## start

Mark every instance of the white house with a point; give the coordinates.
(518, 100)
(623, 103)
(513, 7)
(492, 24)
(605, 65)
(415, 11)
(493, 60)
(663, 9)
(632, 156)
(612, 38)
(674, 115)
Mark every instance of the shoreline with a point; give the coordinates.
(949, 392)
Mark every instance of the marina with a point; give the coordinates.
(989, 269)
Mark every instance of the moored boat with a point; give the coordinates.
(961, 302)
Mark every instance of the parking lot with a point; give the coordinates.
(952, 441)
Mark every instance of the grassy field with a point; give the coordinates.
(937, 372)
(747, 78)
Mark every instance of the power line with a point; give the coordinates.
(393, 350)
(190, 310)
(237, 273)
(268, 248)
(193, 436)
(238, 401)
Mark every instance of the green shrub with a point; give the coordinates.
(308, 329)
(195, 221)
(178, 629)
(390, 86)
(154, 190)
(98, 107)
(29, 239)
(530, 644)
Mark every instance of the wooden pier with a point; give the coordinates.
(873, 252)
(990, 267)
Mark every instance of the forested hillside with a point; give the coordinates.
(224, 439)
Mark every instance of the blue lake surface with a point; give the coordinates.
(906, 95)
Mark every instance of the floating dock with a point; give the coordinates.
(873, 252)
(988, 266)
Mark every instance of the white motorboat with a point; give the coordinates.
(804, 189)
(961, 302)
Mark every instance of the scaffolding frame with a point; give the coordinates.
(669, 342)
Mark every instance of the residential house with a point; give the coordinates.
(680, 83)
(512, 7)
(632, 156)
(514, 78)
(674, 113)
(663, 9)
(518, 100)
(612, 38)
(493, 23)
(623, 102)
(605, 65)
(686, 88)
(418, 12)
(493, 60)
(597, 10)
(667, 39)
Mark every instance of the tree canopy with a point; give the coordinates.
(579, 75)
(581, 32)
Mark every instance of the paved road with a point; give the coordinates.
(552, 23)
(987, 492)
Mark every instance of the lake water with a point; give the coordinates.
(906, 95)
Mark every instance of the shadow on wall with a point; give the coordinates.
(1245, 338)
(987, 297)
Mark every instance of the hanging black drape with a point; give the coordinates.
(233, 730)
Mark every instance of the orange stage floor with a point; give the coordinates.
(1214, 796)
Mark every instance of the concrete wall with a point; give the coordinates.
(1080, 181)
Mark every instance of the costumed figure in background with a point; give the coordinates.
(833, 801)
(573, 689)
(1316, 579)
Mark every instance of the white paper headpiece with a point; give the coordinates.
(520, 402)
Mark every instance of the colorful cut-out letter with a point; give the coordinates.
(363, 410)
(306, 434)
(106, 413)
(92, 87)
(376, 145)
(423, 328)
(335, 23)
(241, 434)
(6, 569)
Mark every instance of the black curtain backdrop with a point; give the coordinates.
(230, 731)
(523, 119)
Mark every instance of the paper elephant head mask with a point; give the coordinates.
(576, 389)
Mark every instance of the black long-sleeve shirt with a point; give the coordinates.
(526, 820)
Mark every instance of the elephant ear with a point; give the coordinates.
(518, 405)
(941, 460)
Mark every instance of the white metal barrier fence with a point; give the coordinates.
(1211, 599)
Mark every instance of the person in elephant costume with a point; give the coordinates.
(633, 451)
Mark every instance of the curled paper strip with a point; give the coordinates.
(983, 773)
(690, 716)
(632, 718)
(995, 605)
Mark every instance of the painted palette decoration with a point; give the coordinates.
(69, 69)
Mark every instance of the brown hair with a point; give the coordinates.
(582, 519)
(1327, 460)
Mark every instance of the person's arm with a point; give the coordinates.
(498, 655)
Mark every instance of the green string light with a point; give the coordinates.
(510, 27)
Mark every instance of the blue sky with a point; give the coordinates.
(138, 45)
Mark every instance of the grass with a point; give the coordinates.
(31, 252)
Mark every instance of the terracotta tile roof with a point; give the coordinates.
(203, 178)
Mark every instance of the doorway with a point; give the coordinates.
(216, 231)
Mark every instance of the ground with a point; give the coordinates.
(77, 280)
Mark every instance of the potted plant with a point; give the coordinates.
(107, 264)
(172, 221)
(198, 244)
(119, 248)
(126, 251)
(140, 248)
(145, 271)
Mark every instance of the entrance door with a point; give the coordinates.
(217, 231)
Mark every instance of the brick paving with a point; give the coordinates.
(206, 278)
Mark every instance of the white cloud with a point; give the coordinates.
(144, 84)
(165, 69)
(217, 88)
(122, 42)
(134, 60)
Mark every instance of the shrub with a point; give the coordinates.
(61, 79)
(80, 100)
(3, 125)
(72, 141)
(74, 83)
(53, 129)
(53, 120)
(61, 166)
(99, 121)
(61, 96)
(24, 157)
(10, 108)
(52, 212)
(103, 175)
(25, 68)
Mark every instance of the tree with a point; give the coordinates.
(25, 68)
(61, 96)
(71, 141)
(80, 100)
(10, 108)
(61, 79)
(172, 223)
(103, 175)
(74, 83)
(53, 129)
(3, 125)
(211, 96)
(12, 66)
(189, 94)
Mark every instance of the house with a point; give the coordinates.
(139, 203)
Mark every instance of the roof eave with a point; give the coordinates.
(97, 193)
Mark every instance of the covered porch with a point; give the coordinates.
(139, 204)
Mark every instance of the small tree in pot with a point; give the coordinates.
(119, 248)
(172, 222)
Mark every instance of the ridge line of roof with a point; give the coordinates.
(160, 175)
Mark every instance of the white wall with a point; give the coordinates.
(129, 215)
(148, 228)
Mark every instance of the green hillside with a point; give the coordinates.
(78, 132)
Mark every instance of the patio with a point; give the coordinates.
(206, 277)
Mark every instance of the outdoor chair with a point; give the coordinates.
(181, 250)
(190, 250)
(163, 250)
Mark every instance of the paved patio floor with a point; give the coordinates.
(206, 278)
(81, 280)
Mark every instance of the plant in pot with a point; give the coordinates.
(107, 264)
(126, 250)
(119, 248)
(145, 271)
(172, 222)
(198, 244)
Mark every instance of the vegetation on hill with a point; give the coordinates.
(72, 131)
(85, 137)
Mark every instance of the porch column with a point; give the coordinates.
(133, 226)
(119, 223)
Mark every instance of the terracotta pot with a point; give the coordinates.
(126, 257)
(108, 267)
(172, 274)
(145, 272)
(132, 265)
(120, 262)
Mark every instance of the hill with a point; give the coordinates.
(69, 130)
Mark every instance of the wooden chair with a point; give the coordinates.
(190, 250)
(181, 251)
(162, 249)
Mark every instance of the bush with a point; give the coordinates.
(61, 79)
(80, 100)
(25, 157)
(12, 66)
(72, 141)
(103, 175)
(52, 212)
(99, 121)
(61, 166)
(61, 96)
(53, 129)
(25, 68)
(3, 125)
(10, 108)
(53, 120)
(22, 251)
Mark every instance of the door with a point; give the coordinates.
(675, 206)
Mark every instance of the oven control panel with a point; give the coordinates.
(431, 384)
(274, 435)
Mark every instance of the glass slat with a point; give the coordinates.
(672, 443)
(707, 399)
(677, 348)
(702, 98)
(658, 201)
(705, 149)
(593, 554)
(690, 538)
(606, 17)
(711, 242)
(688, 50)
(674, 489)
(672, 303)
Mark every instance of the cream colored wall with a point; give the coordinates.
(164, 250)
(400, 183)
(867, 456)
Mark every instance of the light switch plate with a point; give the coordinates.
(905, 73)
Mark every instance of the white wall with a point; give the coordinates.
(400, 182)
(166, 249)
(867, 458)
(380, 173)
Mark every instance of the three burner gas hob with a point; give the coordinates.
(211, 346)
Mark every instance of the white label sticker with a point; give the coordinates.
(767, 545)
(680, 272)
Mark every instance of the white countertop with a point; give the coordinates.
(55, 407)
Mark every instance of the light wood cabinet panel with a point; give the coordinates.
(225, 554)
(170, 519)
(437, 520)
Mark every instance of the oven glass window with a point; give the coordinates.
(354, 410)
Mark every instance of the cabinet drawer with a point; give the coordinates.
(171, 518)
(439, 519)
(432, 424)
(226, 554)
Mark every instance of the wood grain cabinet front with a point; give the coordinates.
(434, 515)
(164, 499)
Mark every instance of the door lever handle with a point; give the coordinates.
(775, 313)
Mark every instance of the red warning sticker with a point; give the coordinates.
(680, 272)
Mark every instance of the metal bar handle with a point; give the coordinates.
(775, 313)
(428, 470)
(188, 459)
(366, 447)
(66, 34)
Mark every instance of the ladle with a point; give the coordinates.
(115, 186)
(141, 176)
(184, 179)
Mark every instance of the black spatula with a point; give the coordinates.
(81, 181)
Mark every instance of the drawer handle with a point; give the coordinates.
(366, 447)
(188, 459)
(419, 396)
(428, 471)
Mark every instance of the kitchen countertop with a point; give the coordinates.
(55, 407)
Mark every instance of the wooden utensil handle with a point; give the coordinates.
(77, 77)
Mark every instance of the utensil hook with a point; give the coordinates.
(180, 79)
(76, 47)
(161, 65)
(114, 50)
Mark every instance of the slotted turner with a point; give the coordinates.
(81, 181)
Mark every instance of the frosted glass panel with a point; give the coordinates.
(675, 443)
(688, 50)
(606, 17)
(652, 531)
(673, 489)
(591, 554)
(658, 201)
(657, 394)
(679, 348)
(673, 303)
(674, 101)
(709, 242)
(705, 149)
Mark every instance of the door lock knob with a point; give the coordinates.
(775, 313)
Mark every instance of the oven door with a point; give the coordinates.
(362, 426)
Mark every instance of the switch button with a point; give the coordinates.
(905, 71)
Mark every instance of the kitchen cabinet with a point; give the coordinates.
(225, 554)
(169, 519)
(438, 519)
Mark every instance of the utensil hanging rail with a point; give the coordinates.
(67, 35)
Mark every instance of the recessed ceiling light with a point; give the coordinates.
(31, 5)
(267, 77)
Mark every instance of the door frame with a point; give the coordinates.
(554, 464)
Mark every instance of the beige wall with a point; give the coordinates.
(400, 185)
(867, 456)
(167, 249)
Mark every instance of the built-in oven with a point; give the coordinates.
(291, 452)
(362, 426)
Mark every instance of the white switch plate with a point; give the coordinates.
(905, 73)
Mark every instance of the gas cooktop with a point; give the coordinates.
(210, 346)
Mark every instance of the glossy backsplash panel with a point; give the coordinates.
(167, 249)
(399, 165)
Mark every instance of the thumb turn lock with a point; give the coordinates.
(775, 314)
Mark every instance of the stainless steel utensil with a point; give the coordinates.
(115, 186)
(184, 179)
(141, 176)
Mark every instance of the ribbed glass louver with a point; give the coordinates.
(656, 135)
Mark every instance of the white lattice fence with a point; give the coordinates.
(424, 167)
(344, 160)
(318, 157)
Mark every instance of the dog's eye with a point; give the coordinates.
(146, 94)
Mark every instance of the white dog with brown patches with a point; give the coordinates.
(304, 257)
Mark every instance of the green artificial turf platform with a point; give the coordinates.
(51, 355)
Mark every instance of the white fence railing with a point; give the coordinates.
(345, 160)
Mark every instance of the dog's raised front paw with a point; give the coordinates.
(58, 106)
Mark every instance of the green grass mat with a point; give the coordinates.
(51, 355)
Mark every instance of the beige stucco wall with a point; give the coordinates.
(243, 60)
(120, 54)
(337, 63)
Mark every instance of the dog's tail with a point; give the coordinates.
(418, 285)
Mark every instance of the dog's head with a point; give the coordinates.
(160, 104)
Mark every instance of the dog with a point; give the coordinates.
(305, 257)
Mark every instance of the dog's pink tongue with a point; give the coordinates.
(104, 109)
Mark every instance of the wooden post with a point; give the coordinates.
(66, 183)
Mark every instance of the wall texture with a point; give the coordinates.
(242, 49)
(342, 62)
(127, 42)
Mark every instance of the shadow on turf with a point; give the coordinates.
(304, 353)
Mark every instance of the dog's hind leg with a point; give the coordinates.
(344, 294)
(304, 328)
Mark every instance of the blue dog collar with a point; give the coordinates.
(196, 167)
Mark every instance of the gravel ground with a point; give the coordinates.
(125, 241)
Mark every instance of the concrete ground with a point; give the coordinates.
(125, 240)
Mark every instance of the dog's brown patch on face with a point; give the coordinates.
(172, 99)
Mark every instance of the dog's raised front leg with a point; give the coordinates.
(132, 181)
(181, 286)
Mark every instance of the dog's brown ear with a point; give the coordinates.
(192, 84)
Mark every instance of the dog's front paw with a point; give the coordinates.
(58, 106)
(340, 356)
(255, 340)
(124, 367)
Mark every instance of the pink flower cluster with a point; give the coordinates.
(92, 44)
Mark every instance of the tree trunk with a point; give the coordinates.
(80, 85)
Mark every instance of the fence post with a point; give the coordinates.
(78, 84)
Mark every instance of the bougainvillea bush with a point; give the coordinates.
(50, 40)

## end

_PROMPT_
Take the line that contains "Mark every instance of the blue dog" and every line after it through the end of the listing above, and repeat them exactly.

_PROBLEM SOLUTION_
Mark every instance of the blue dog collar with a point; give the coordinates.
(196, 167)
Mark every instance of the gravel ground with a point; give the coordinates.
(125, 241)
Mark every instance of the concrete ground with a point; give the coordinates.
(125, 240)
Mark every instance of the dog's brown patch on face with a point; give the coordinates.
(172, 99)
Mark every instance of the dog's raised front leg with a point; give the coordinates.
(132, 181)
(181, 286)
Mark every instance of the dog's brown ear with a point; give the coordinates.
(192, 84)
Mark every instance of the dog's front paw with a point; give the coordinates.
(58, 106)
(340, 356)
(255, 340)
(124, 367)
Mark every instance of the pink flower cluster with a point; give the coordinates.
(92, 44)
Mark every instance of the tree trunk with a point; give the coordinates.
(80, 85)
Mark every instance of the fence post with a point; give the coordinates.
(78, 84)
Mark every instance of the bougainvillea bush with a point; give the coordinates.
(50, 40)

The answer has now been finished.